→ What needs to be done
Without omitting anything, return the records precisely as given.

++++++++

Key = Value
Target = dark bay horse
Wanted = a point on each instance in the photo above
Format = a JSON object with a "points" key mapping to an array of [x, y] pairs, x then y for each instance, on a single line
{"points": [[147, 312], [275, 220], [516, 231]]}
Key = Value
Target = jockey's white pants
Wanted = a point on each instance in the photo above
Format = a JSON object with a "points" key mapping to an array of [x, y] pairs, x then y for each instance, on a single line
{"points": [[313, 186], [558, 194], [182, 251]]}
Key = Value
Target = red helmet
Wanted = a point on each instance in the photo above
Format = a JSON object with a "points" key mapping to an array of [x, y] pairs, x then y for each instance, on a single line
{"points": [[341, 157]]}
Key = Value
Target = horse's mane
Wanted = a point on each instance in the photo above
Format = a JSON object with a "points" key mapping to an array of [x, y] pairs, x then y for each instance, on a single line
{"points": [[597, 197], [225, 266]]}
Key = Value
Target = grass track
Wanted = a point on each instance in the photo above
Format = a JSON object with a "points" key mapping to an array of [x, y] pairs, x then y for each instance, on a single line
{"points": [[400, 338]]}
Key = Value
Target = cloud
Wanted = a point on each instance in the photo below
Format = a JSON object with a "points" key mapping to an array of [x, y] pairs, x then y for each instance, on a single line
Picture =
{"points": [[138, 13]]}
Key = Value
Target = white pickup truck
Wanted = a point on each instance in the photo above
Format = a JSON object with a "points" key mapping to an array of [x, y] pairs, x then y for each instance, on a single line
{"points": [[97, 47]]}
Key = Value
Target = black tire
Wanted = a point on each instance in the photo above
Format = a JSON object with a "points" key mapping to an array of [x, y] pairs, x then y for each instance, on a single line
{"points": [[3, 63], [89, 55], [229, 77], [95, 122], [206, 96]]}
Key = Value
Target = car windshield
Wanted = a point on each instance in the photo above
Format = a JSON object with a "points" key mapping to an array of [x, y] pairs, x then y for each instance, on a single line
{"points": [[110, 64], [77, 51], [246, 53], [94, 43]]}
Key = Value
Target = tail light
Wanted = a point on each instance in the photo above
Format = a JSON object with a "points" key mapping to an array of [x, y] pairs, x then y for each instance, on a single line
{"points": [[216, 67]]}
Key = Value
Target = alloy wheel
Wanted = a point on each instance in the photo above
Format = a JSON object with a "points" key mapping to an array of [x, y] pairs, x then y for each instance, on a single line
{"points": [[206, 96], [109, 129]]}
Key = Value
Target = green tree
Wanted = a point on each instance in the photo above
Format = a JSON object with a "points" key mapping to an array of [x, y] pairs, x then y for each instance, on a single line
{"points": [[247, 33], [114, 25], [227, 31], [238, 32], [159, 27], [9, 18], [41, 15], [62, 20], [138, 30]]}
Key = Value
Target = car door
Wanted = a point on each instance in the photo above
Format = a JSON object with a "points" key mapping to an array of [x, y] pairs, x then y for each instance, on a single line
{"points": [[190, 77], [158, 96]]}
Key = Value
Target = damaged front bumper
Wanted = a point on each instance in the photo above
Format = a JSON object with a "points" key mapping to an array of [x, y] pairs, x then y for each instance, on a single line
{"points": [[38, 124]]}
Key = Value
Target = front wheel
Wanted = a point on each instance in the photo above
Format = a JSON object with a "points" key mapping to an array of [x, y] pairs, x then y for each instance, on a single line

++++++++

→ Written answer
Key = Value
Target = dark bay horse
Wanted = a point on each instance in the photo above
Format = a JSON object with a "points" key mapping to an array of [x, y] pairs, x then y for each instance, on a single line
{"points": [[147, 312], [275, 220], [516, 231]]}
Key = Value
Target = jockey's white pants
Wanted = a point on each instance in the photo above
Format = a JSON object with a "points" key mapping to an array of [x, y] pairs, x then y for each instance, on a single line
{"points": [[313, 186], [558, 194], [182, 251]]}
Key = Value
Target = red helmet
Wanted = a point on each instance in the photo above
Format = a JSON object with a "points" key mapping to an array of [x, y] pairs, x then y for each instance, on a single line
{"points": [[341, 157]]}
Key = Value
Target = horse's mane
Wanted = a point on each instance in the photo above
Format = a JSON object with a "points" key mapping to an array of [x, y] pairs, x then y for each instance, on a single line
{"points": [[597, 197], [225, 266]]}
Key = Value
Target = grass track
Wanted = a point on each instance in the photo above
Format = a JSON object with a "points" key mapping to an array of [x, y] pairs, x then y for each instance, on a single line
{"points": [[400, 338]]}
Key = Value
Target = cloud
Wanted = a point on each instance in the photo below
Format = a JSON object with a "points" key mapping to an array of [x, y] pairs, x then y for each instance, on a single line
Picture =
{"points": [[138, 13]]}
Key = Value
Target = white pickup truck
Wanted = a point on each instance in the photo above
Format = a JSON object with a "points" key mapping to an array of [x, y] pairs, x then y for each instance, on a single line
{"points": [[97, 47]]}
Key = Value
Target = black tire
Wanted = a point on each instance in the photo above
Format = a JSON object with a "points" key mapping to an array of [x, y] pairs, x then y for each instance, on a single line
{"points": [[3, 63], [89, 55], [229, 77], [95, 122], [206, 96]]}
Key = Value
Target = car windshield
Wanted = a point on each instance in the photo above
Format = a JSON object with a "points" key mapping to an array of [x, y] pairs, x then y for each instance, on a single line
{"points": [[110, 64], [77, 51], [246, 53], [94, 43]]}
Key = Value
Target = tail light
Wanted = a point on each instance in the photo above
Format = a JSON object with a "points" key mapping to an array of [x, y] pairs, x then y for each instance, on a single line
{"points": [[216, 67]]}
Key = Value
Target = alloy wheel
Wanted = a point on each instance in the photo above
Format = a JSON object with a "points" key mapping to an array of [x, y] pairs, x then y for each instance, on a single line
{"points": [[206, 96], [109, 129]]}
Key = Value
Target = green tree
Wanted = a point on each instance in the photo above
Format = a JSON object with a "points" key mapping to an array of [x, y] pairs, x then y for each instance, on a single line
{"points": [[247, 33], [114, 25], [227, 31], [238, 32], [159, 27], [9, 18], [41, 15], [62, 20], [138, 30]]}
Key = Value
Target = car door
Wanted = a point on each instance in the photo above
Format = a JSON object with a "points" key mapping to an array of [x, y] pairs, x then y for each instance, on a single line
{"points": [[190, 77], [158, 96]]}
Key = Value
Target = damaged front bumper
Wanted = a point on each instance in the photo above
Format = a JSON object with a "points" key mapping to an array of [x, y] pairs, x then y for each instance, on a single line
{"points": [[38, 124]]}
Key = Value
Target = front wheel
Wanted = a point on each instance in the photo above
Format = a JSON object with a "points" key mapping to an array of [x, y] pairs, x then y for each instance, on a single line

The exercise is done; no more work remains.